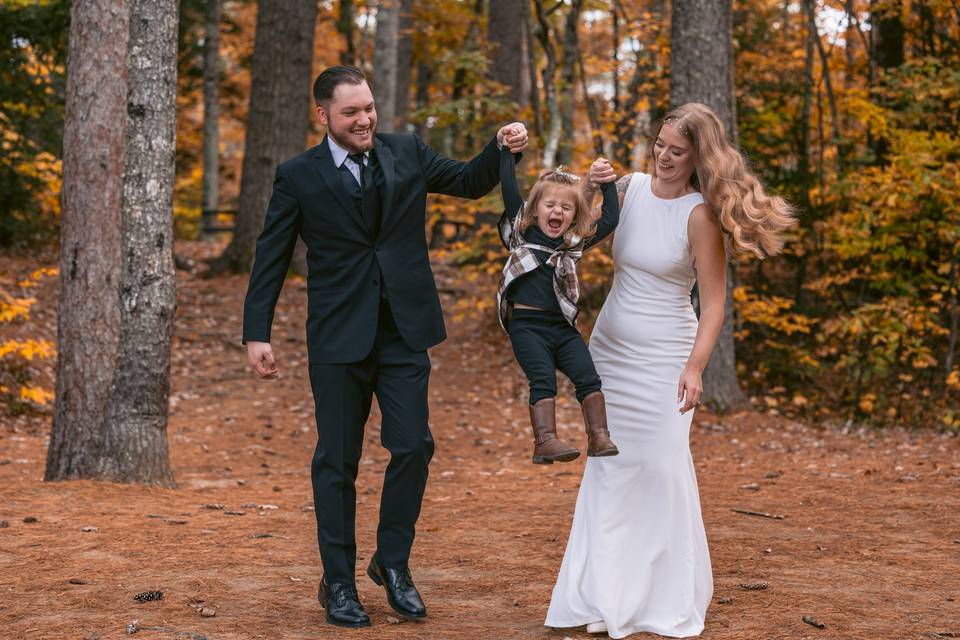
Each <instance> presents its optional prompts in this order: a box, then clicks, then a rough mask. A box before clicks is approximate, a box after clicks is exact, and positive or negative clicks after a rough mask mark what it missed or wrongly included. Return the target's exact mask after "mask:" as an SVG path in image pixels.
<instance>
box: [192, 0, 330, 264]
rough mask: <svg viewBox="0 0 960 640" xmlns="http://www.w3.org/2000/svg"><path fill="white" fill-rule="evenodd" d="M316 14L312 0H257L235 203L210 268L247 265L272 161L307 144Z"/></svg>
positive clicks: (261, 211) (272, 173)
mask: <svg viewBox="0 0 960 640" xmlns="http://www.w3.org/2000/svg"><path fill="white" fill-rule="evenodd" d="M316 18H317V3H316V2H315V0H290V1H289V2H282V3H281V2H272V1H271V0H260V1H259V2H258V8H257V33H256V36H255V38H254V48H253V69H252V79H251V89H250V109H249V113H248V116H247V135H246V142H245V144H244V155H243V169H242V174H241V177H240V205H239V210H238V211H237V218H236V225H235V227H234V232H233V238H232V239H231V240H230V244H229V245H227V248H226V249H225V250H224V252H223V255H221V256H220V257H219V258H218V259H217V260H215V261H214V262H213V263H212V264H211V265H210V272H211V273H213V274H215V273H220V272H224V271H232V272H237V273H239V272H245V271H249V270H250V266H251V264H252V262H253V255H254V252H255V250H256V243H257V236H258V235H260V230H261V228H262V227H263V219H264V212H265V211H266V208H267V202H268V200H269V199H270V191H271V189H272V185H273V177H274V173H275V171H276V167H277V165H278V164H280V163H281V162H283V161H284V160H286V159H288V158H290V157H292V156H294V155H296V154H297V153H300V152H301V151H303V149H304V147H305V146H306V141H307V131H308V129H309V125H310V100H311V98H310V95H311V94H310V80H311V78H310V74H311V72H312V64H313V33H314V23H315V22H316Z"/></svg>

*TASK REQUIREMENTS:* For this task, give the full listing again verbatim and keep out every picture.

*TASK RESPONSE:*
Each <instance> presents its optional prompts in this order: a box, then clicks, then a rough mask. A box before clicks is approximate, a box after clicks is exact, and positive or negative clicks after a rough mask mark what it missed or wrongly included. Return the target's exact mask after "mask:" as an SVG path in image pixels.
<instance>
box: [192, 0, 330, 264]
rough mask: <svg viewBox="0 0 960 640" xmlns="http://www.w3.org/2000/svg"><path fill="white" fill-rule="evenodd" d="M316 14L312 0H257L235 203L210 268L247 265L272 161L307 144Z"/></svg>
positive clicks: (261, 211) (272, 173)
mask: <svg viewBox="0 0 960 640" xmlns="http://www.w3.org/2000/svg"><path fill="white" fill-rule="evenodd" d="M316 18H317V3H316V2H315V0H290V1H289V2H282V3H281V2H272V1H271V0H260V1H259V2H258V8H257V33H256V36H255V38H254V48H253V69H252V79H251V89H250V109H249V113H248V116H247V135H246V142H245V144H244V155H243V169H242V174H241V177H240V205H239V210H238V211H237V218H236V225H235V227H234V232H233V238H232V239H231V240H230V244H229V245H227V248H226V249H225V250H224V252H223V255H221V256H220V257H219V258H218V259H217V260H215V261H214V262H213V263H212V264H211V265H210V272H211V273H213V274H215V273H220V272H224V271H232V272H237V273H239V272H245V271H249V270H250V266H251V264H252V262H253V255H254V252H255V250H256V243H257V236H258V235H260V230H261V228H262V227H263V219H264V212H265V211H266V208H267V202H268V200H269V199H270V191H271V189H272V185H273V177H274V173H275V171H276V167H277V165H278V164H280V163H281V162H283V161H284V160H286V159H288V158H290V157H292V156H294V155H296V154H297V153H300V152H301V151H303V149H304V147H305V146H306V141H307V131H308V129H309V125H310V100H311V98H310V95H311V94H310V80H311V78H310V74H311V72H312V64H313V33H314V23H315V22H316Z"/></svg>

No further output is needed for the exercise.